= Christoph Förster =

German composer (1693–1745)

Christoph Förster (30 November 1693 - 6 December 1745) was a German composer of the baroque period.

== Life ==

Christoph Förster (spelled Johann Christoph Friedrich in his death register) was born in Bibra, Thuringia as the son of council treasurer Christian Förster who gave him his first musical instruction in singing and playing on various instruments. He began organ studies with local organist Johann Philipp Pitzler, with whom he traveled. In 1710 he met Johann David Heinichen in Weissenfels, who at the time was working as a lawyer. With Heinichen, he took lessons in general bass and also began studying composition. When Heinichen went to Italy, Förster moved to Merseburg where he continued his studies with the Kapellmeister and court organist Georg Friedrich Kaufmann. Later, in 1717 he was employed as a chamber musician in the Sachsen-Merseburg Hofkapelle where he played second violin to Johann Gottlieb Graun, whom he later superseded as Konzertmeister.

────────

:: Stated problem 1 ::
Rewrite the records from the line with "Agricultural drone survey: scan the aerial photo for blonde" to the line with "88, 23, 148, 230", swapping "blonde woman" for "fair-haired woman" and leaving everything else unchanged.
The biographical text and the records have no connection to each other.

:: Data provided ::
────────

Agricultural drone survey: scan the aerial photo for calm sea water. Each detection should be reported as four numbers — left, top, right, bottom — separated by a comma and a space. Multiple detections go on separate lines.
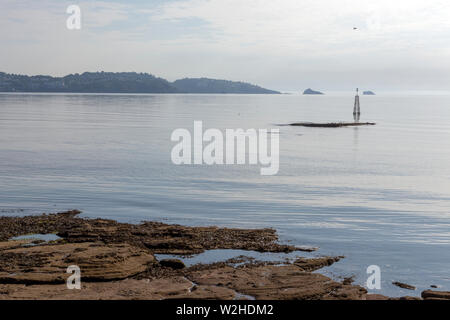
0, 92, 450, 296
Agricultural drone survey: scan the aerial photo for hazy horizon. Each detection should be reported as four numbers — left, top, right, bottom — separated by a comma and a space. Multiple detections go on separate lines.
0, 0, 450, 92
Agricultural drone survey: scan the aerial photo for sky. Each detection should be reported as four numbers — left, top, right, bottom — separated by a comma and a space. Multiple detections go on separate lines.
0, 0, 450, 91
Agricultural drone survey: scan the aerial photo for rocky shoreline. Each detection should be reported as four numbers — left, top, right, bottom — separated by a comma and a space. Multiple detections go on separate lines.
0, 211, 450, 300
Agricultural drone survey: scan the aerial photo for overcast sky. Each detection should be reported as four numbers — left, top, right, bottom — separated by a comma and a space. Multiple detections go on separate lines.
0, 0, 450, 91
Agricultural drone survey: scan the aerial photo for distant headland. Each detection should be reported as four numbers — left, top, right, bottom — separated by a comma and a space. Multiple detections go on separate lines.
0, 71, 280, 94
303, 88, 323, 94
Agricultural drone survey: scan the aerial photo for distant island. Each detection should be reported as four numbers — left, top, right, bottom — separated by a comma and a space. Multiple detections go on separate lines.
303, 88, 323, 94
0, 72, 280, 94
172, 78, 280, 94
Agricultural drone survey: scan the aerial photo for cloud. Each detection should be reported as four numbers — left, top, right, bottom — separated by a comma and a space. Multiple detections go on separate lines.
0, 0, 450, 90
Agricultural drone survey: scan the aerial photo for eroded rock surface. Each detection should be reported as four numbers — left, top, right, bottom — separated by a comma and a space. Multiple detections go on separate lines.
0, 210, 304, 255
0, 242, 156, 284
0, 211, 396, 299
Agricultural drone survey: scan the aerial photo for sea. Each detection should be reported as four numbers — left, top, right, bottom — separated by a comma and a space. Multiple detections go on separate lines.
0, 91, 450, 297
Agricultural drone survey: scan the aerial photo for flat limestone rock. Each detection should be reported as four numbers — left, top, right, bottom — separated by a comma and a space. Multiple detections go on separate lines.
187, 264, 367, 300
294, 257, 343, 272
0, 276, 236, 300
0, 210, 304, 255
0, 242, 156, 284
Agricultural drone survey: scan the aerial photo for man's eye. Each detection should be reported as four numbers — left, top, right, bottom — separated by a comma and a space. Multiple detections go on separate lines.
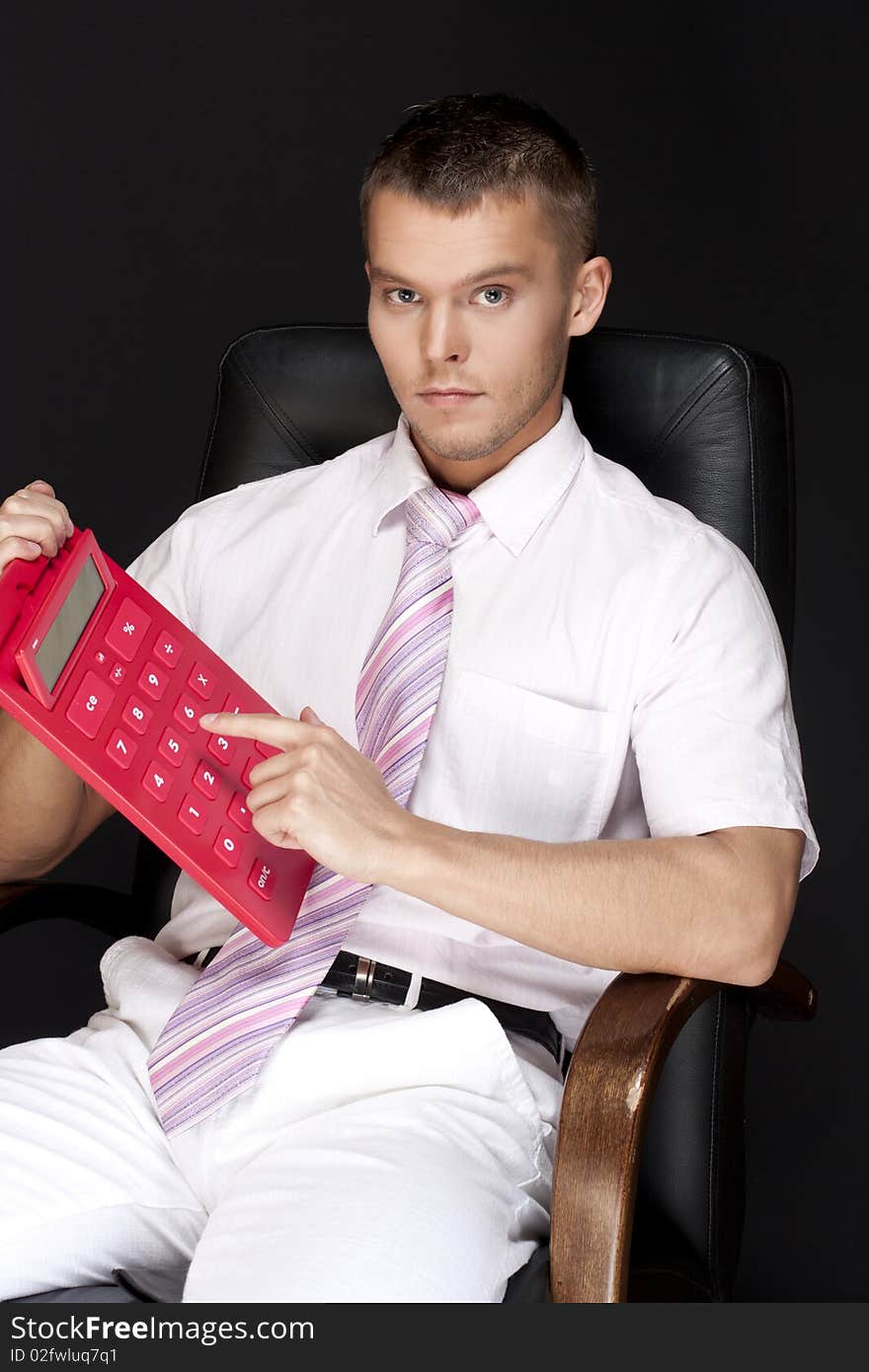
384, 285, 510, 307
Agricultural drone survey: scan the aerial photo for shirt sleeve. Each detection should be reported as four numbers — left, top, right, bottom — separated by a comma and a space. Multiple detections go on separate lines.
631, 524, 821, 880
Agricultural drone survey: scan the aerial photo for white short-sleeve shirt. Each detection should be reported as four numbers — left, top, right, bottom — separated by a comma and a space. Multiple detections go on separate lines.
127, 395, 820, 1047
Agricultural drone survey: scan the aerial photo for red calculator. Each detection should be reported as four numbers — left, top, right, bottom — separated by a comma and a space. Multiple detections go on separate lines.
0, 528, 316, 948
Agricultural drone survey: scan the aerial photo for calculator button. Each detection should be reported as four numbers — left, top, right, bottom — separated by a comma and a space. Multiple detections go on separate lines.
214, 824, 242, 867
106, 728, 137, 768
242, 753, 263, 791
179, 795, 206, 834
141, 763, 172, 800
66, 672, 116, 738
208, 734, 239, 763
120, 696, 154, 734
175, 692, 201, 734
226, 791, 250, 834
247, 858, 275, 900
156, 728, 187, 767
106, 597, 151, 662
187, 662, 214, 700
138, 662, 169, 700
154, 634, 182, 667
194, 763, 219, 800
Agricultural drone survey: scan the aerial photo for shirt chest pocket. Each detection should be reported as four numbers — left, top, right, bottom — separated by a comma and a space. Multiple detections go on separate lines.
443, 671, 616, 842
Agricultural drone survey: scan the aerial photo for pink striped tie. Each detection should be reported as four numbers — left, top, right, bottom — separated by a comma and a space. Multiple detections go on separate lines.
148, 486, 479, 1135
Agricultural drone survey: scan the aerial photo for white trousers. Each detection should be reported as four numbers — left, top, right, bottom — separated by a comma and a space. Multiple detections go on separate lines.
0, 937, 563, 1302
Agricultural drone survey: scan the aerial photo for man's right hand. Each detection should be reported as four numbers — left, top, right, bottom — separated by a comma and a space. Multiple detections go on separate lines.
0, 481, 73, 574
0, 481, 114, 883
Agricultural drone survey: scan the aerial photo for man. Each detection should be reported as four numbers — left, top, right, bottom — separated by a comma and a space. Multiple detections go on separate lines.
0, 95, 819, 1302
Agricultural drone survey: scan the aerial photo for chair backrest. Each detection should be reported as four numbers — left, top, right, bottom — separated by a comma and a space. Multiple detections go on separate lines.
133, 324, 795, 1299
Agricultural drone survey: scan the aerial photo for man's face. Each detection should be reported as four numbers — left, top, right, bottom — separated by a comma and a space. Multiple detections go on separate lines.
365, 191, 611, 492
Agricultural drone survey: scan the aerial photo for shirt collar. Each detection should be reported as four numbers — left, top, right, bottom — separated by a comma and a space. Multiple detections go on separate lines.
372, 394, 587, 557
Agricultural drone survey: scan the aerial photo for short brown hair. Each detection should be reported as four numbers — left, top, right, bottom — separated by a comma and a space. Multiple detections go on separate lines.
359, 91, 598, 287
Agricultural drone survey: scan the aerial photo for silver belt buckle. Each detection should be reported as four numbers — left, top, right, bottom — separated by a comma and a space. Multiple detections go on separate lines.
352, 957, 377, 1000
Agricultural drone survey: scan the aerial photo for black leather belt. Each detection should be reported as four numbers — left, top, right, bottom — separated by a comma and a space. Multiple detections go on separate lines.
184, 948, 563, 1066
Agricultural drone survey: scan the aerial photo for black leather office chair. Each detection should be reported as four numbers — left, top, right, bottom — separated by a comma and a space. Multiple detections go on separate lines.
0, 325, 816, 1302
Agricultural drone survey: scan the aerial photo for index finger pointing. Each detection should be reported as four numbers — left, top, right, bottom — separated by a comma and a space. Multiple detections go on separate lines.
199, 712, 305, 748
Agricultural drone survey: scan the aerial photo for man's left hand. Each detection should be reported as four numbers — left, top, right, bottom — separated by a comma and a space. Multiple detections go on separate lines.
199, 705, 408, 882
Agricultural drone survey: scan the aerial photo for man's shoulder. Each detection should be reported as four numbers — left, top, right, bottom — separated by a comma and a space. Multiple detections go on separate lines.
587, 449, 711, 539
169, 430, 394, 536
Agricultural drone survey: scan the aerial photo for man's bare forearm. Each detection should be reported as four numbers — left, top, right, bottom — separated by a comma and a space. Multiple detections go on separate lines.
0, 712, 87, 882
376, 813, 769, 985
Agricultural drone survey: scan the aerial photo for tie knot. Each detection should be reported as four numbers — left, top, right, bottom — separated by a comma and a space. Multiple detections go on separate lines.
405, 486, 479, 548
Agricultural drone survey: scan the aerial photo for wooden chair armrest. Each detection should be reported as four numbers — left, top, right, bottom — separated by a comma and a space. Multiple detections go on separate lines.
549, 961, 817, 1304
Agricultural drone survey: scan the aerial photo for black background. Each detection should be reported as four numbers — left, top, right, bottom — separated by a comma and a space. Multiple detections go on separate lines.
0, 0, 869, 1301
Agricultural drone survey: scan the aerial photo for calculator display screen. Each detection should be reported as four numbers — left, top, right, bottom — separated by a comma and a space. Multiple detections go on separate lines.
36, 557, 106, 692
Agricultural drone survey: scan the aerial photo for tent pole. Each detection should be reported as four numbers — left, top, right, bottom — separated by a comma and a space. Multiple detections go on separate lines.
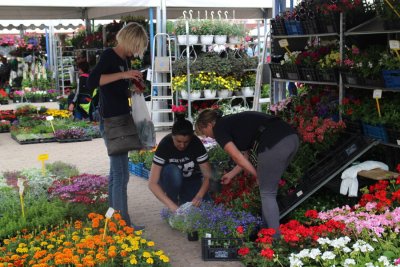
149, 7, 154, 63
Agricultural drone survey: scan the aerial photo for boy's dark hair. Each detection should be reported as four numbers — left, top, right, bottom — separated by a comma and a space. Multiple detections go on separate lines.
77, 61, 90, 73
172, 115, 194, 136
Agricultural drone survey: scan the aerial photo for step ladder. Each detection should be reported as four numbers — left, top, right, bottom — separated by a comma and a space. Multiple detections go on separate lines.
277, 134, 379, 219
150, 33, 175, 128
253, 24, 271, 111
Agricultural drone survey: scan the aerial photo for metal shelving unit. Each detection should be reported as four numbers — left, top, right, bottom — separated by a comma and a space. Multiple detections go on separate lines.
56, 46, 75, 95
271, 14, 400, 218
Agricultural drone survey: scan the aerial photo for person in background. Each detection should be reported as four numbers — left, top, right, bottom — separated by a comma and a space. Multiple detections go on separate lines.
88, 22, 148, 230
149, 115, 211, 212
196, 109, 299, 238
0, 55, 11, 87
68, 61, 93, 120
288, 82, 297, 96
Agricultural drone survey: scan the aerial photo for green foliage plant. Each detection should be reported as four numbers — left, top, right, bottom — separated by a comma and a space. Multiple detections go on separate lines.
197, 19, 215, 35
0, 188, 67, 239
214, 20, 231, 35
45, 161, 79, 178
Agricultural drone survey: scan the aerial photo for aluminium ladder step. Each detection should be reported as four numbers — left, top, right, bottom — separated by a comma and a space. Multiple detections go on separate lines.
152, 82, 172, 86
151, 95, 173, 101
277, 135, 379, 219
151, 109, 172, 113
153, 121, 174, 127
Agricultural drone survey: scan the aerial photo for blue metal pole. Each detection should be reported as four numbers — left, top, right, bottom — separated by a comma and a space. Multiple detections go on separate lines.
45, 28, 51, 68
149, 7, 154, 63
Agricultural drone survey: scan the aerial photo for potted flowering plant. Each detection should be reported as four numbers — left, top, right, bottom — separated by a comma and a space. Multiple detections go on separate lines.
281, 51, 301, 80
197, 19, 214, 45
0, 89, 8, 105
54, 128, 92, 143
175, 19, 199, 45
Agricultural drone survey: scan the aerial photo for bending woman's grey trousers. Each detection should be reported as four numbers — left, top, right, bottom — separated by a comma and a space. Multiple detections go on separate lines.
257, 134, 299, 237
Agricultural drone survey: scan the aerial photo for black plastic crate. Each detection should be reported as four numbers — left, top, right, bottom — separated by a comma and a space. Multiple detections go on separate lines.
304, 134, 368, 189
201, 237, 243, 261
317, 13, 340, 33
301, 19, 318, 34
317, 69, 339, 83
299, 66, 318, 81
342, 72, 365, 85
283, 64, 301, 81
277, 183, 308, 214
268, 63, 286, 79
271, 19, 287, 35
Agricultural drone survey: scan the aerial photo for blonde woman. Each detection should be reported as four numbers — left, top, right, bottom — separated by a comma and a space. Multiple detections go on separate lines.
88, 23, 148, 230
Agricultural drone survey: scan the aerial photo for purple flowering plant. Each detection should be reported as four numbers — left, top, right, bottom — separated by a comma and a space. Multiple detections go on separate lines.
54, 128, 86, 139
48, 173, 108, 204
161, 202, 261, 239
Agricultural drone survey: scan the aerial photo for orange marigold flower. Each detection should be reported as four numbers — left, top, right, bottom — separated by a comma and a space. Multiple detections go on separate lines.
88, 212, 97, 220
113, 212, 122, 221
107, 250, 117, 258
74, 221, 82, 229
92, 218, 100, 228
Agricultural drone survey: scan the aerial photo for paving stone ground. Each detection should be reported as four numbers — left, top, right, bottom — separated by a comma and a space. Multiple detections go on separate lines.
0, 103, 244, 267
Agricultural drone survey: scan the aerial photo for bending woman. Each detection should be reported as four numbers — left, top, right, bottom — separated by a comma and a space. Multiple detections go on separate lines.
149, 118, 211, 212
196, 109, 299, 237
88, 22, 148, 230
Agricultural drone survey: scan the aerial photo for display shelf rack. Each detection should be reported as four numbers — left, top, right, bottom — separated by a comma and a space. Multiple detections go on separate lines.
278, 135, 380, 218
272, 78, 338, 85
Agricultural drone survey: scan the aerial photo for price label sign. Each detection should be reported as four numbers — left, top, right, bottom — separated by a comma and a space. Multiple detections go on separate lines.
279, 39, 289, 47
17, 178, 24, 188
389, 40, 400, 49
38, 154, 49, 161
372, 89, 382, 99
146, 69, 153, 81
106, 207, 115, 219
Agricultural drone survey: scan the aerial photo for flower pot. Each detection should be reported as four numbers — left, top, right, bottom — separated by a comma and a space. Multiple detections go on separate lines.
242, 87, 254, 97
218, 89, 229, 98
233, 89, 243, 96
214, 35, 226, 45
204, 89, 217, 98
177, 35, 186, 45
180, 90, 188, 99
178, 34, 199, 45
229, 36, 240, 44
188, 231, 199, 241
190, 90, 201, 99
200, 35, 214, 45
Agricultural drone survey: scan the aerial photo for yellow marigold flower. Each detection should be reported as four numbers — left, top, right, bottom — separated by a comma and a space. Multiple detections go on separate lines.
160, 255, 169, 262
154, 250, 164, 256
142, 251, 151, 258
129, 258, 137, 265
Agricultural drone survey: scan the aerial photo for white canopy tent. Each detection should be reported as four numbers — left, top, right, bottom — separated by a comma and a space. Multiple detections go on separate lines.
0, 0, 272, 19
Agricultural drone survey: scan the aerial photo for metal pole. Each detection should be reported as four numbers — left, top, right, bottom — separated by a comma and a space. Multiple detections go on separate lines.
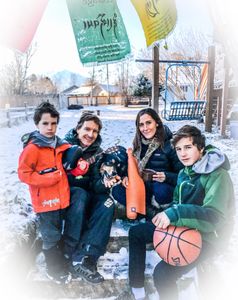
205, 46, 215, 132
220, 56, 229, 137
152, 45, 159, 113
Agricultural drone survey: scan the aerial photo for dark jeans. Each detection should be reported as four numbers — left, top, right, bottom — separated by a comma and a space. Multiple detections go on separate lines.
129, 222, 214, 300
72, 194, 115, 261
37, 187, 90, 255
112, 181, 174, 206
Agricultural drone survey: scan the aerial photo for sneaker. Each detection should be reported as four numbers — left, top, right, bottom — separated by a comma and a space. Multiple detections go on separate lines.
115, 290, 135, 300
43, 246, 71, 284
71, 256, 104, 284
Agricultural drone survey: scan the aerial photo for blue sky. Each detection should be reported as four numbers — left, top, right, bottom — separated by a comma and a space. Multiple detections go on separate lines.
0, 0, 212, 74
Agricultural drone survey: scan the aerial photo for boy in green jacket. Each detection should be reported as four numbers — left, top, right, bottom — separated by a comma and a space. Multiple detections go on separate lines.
117, 125, 235, 300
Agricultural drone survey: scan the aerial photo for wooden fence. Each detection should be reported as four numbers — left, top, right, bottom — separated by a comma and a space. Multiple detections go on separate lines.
0, 106, 35, 127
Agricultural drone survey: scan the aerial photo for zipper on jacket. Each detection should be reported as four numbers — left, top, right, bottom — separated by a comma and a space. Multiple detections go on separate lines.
179, 180, 195, 204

────────

:: Stated problem 2 ::
In the Christoph Förster biography, with whom did Förster take lessons in general bass?

:: Full response 1 ::
Agricultural drone survey: scan the aerial photo for fair-haired woman. Each detection should be reported as four numbers — left, top, right, bottom — separated by a comma and a space. Multiple detections go on separate lines.
88, 23, 148, 230

:: Full response 2 ::
Johann David Heinichen